INSTRUCTIONS FOR THE TASK »
Summarize the text below on carbon dioxide solubility in two sentences.
#### PAGE TEXT ####
Solubility of carbon dioxide in aqueous fluids and mineral suspensions at 294 K and subcritical pressures

An experimental investigation has been carried on the solubility of CO2 in water and 1 M NaCl between 0.3 and 4 MPa, in order to test the validity of the results given by various modelling codes. In addition to experiments with pure fluids, the effect of a range of likely reservoir minerals on CO2–water interactions, including K-feldspar, kaolinite, calcite, Ca-montmorillonite and Na-montmorillonite were also investigated. In addition to measurements of CO2 solubility, the pH of the CO2-saturated suspensions was also measured directly at pressures of up to 1 MPa. The results demonstrate that predictions of CO2 solubility made with PHREEQC and Geochemist’s Workbench agree to within 20% with the experimental value, provided corrections are first made off-line for the fugacity coefficient of CO2, while predictions from standalone models are slightly more accurate. In the presence of mineral suspensions, PHREEQC and Geochemist’s Workbench give good results for calcite and kaolinite but underestimate the pH of montmorillonite-bearing assemblages while slightly overestimating the pH of K-feldspar suspensions. These results are significant because they indicate that CO2-charged fluids reacted with clays may be less acidic than indicated by the models, which will impact predictions of the potential for dissolution of reservoir and cap rock minerals, as well as the potential for leaching of toxic metals.

► CO2 solubility at subcritical P may be lower than predicted by modelling codes.
► Standalone models predict CO2 solubility better than fluid–rock interaction codes.
► Modelled CO2 solubilities depend strongly on the fugacity coefficient used.
► CO2-charged fluids reacted with clays may be less acidic than models suggest.
► CO2-charged fluids may thus mobilise less metal from grain surfaces than thought.
#### DATA FOR REVIEW ####
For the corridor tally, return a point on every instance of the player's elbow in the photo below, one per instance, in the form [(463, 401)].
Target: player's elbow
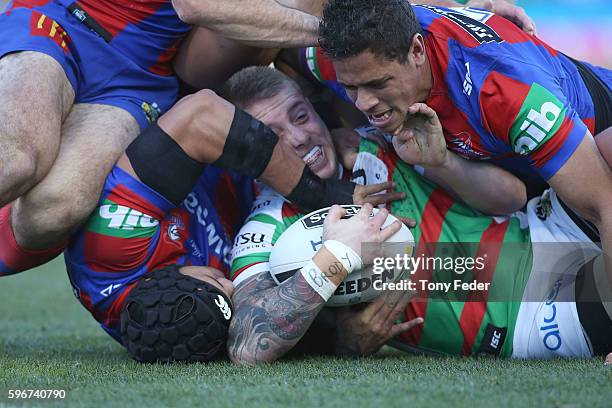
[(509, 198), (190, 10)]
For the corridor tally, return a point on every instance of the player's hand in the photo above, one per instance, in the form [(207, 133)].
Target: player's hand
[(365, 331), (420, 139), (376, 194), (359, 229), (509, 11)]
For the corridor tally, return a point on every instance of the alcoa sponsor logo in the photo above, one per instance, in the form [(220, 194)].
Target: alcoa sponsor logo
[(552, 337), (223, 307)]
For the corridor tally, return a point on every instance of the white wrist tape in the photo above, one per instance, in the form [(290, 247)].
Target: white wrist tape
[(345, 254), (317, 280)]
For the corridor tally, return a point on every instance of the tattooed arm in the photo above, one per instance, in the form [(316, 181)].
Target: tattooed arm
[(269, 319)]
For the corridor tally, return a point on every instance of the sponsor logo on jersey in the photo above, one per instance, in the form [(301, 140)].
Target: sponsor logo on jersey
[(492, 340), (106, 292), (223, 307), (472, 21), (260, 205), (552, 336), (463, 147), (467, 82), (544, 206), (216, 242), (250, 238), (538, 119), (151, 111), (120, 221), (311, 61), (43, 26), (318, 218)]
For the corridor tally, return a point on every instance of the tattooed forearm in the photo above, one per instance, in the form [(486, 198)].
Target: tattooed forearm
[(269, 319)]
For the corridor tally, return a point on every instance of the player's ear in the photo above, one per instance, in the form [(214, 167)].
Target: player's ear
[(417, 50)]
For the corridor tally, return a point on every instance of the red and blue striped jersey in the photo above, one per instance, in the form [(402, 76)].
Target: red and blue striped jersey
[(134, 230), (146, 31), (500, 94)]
####
#### DATA FOR REVIEW ####
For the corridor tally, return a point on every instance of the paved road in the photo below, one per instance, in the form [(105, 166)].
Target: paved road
####
#### DATA FOR REVIEW ####
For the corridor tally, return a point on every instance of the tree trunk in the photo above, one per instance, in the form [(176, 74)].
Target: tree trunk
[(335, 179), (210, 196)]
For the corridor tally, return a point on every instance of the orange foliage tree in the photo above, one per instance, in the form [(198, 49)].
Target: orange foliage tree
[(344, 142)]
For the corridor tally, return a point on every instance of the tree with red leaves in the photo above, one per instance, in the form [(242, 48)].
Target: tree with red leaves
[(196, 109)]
####
YOUR SOLUTION »
Experiments measured CO2 solubility in water and 1 M NaCl between 0.3 and 4 MPa, with and without suspensions of reservoir minerals, and also measured pH directly up to 1 MPa, to test how well modeling codes predict the results. PHREEQC and Geochemist's Workbench came within 20% of measured solubility once the fugacity coefficient was corrected, and they modeled calcite and kaolinite well but underestimated pH with montmorillonite, suggesting that CO2-charged fluids reacted with clays may be less acidic than the models indicate.